++++ DOCUMENT PASSAGE ++++

THE BRAIN IS KIND OF A BIG DEAL

An introduction to the lead guitar and vocalist for the Brainiacs—the human brain.

The brain (familiar to readers of Seluk’s “The Awkward Yeti” webcomic, which spun off the adult title Heart and Brain, 2015) looks like a dodgeball with arms and legs—pinkish, sturdy, and roundish, with a pair of square-framed spectacles bestowing an air of importance and hipness. Other organs of the body—tongue, lungs, stomach, muscle, and heart—are featured as members of the brain’s rock band (the verso of the dust jacket is a poster of the band). Seluk’s breezy, conversational prose and brightly colored, boldly outlined cartoon illustrations deliver basic information. The brain’s role in keeping the heart beating and other automatic functions, directing body movements, interpreting sights and sounds, remembering smells and tastes, and regulating sleep and hunger are all explained, prose augmented by dialogue balloons and information sidebars. Seluk points out, importantly, that feelings originate in the brain: “You can control how you react…but your feelings happen no matter what.” The parodied album covers on the front endpapers (including the Beatles, Pink Floyd, Green Day, Run DMC, Queen, Nirvana) will amuse parents—or at least grandparents—and the rear endpapers serve up band members’ clever social media and texting screenshots. Backmatter includes a glossary and further brain trivia but no resources or bibliography.

++++

## REQUIRED TASK 1
Summarize the book review in two sentences.
## REQUIRED TASK 2
Answer these questions from the book review:
(a) What does the brain wear that gives it an air of importance and hipness?
(b) Which organs are members of the brain's rock band?
(c) What does the backmatter not include?

++++ ENTRIES PROVIDED ++++

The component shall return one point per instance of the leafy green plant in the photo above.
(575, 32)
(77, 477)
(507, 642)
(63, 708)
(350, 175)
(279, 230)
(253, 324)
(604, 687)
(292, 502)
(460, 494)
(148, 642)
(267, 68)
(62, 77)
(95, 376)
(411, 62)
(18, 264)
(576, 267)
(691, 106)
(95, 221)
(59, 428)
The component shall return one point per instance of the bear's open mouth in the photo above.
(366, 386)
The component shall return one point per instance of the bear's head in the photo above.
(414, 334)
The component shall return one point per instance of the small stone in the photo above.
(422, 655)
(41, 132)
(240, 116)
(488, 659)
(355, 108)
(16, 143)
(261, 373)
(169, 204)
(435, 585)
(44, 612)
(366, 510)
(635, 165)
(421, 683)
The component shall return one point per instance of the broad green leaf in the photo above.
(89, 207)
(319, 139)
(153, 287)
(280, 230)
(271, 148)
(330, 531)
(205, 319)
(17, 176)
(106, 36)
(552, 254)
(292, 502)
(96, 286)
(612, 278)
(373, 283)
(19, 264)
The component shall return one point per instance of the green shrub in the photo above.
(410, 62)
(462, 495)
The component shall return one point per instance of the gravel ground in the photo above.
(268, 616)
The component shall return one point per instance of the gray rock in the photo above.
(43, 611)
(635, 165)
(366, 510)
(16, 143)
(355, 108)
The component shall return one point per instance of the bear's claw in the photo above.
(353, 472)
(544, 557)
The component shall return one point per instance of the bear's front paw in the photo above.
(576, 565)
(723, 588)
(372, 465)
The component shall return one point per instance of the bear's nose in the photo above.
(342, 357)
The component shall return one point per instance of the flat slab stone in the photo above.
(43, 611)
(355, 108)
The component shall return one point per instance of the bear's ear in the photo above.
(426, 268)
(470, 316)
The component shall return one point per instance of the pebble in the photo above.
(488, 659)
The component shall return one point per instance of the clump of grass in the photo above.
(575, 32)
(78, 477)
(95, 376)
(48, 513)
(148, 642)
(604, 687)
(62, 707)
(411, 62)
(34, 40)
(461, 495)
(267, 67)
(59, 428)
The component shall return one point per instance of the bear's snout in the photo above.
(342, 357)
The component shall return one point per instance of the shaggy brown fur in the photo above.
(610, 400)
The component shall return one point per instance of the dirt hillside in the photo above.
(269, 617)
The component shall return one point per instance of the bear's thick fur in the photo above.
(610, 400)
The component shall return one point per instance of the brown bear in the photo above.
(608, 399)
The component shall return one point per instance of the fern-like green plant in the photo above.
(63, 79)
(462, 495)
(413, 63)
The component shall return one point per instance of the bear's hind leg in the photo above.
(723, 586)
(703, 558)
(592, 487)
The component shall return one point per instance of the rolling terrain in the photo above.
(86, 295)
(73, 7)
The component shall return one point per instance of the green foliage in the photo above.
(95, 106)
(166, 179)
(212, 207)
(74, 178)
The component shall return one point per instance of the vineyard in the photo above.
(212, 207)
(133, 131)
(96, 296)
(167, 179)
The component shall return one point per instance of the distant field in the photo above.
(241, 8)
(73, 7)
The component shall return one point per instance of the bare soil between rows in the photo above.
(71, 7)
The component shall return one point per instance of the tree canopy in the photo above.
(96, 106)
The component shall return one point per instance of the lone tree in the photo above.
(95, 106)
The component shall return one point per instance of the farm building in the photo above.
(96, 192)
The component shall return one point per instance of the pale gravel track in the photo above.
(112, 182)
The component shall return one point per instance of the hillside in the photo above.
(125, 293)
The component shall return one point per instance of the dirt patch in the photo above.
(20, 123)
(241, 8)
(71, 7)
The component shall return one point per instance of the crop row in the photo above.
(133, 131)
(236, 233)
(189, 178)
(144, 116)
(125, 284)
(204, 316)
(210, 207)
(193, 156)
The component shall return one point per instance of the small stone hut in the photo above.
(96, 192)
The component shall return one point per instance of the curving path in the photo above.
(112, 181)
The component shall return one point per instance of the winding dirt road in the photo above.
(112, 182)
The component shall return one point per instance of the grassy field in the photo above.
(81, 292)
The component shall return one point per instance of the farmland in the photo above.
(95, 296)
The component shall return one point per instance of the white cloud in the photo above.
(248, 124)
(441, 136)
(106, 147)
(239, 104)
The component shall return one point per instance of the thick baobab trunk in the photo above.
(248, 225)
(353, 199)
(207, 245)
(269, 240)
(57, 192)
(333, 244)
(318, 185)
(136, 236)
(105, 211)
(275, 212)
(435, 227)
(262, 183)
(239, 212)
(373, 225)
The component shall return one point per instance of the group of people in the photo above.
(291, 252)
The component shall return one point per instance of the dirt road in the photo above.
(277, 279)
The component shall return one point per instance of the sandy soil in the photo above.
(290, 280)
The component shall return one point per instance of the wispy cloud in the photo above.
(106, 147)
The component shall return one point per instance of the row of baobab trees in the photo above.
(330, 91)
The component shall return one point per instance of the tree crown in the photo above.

++++

## WORKED SOLUTION 1
Seluk's picture book introduces the human brain as a bespectacled cartoon character who leads a rock band made up of other organs, and it uses breezy prose, bold illustrations, dialogue balloons, and sidebars to explain how the brain runs automatic functions, movement, senses, memory, sleep, hunger, and feelings. Extras include parodied album covers and band members' social media screenshots on the endpapers, and the backmatter has a glossary and brain trivia but no resources or bibliography.

## WORKED SOLUTION 2
(a) A pair of square-framed spectacles.
(b) The tongue, lungs, stomach, muscle, and heart.
(c) Resources or a bibliography.